• _Podany tekst_:
——————

Wczoraj, zgodnie z tradycją, robiliśmy ze znajomymi gofry.
Powiem tyle:
Było pysznie!!! :) przy okazji wyszło, że nazajutrz urodziny koleżanki... Złożyliśmy życzenia, a dzisiaj jubilatka dostała drobny prezent :)
...kartkę - bo podobały się jej ptaszory...
...zaś w ramach uzupełnienia tematu -
notes,
który zgłaszam na zabawę:
*
craftycreations # 324-for-home
Notes dostał specjalną obwolutę - tapetową z motywem Francji, podróży...i wszędobylskim
Enjoy ;)
Dopełnieniem prezentu były dwa długopisy żelowe:
czerwony - do wyróżnienia ważniejszych informacji i czarny - do zwykłych notatek.
Zamiast torta - małe ciasteczko ;)
***
Jubilatka przybyła z cukierami, przynosząc jednocześnie radosne wieści -> przyznanie mojej koleżance z działu "Erazmusa"... Uśmiech pełen radości długo rozpromieniał oblicze wybranki;)

——————

• _Pokazany materiał_:
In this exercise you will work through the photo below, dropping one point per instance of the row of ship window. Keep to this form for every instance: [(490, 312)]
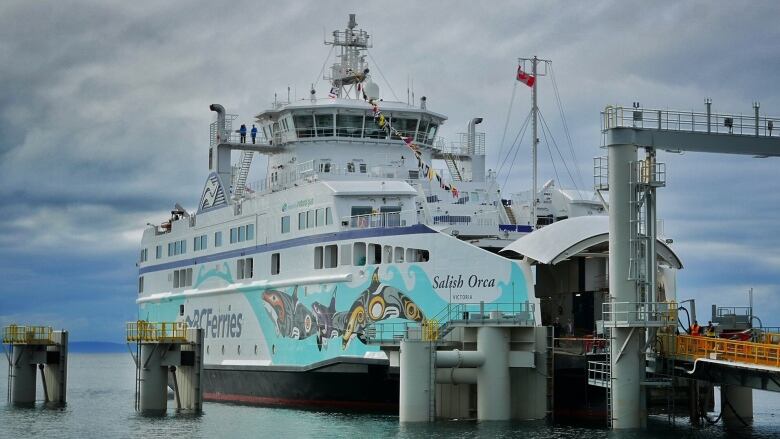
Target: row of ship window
[(348, 125), (325, 256), (306, 220), (237, 234), (309, 219), (360, 253)]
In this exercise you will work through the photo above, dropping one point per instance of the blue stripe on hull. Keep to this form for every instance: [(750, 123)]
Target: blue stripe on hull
[(295, 242)]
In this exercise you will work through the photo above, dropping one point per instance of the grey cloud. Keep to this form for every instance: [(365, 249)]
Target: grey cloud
[(104, 105)]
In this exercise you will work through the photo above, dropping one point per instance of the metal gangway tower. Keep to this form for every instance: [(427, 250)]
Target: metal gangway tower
[(632, 233)]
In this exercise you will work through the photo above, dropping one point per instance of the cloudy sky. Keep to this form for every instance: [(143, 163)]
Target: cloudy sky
[(104, 120)]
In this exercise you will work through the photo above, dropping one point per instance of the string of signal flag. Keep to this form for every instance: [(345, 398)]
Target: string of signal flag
[(384, 124)]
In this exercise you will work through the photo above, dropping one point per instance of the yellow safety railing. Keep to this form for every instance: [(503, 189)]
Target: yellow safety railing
[(16, 334), (430, 330), (143, 331), (769, 338), (691, 348)]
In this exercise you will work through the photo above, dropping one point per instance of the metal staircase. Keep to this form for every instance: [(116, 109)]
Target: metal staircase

——————

Proszę kontynuować wpis o gofrach i urodzinowym prezencie dla koleżanki od miejsca, w którym się kończy. Materiał nie jest potrzebny do wykonania zadania.

***
Sama zaś otworzyłam paczkę, o której początkowo myślałam jako o zakupach Mad... Tymczasem okazała się paczką ze słodkościami:
---> wygrana w
Candy u Izy:
Bardzo się cieszę, tym bardziej że to moje pierwsze wygrane Candy w blogosferze :)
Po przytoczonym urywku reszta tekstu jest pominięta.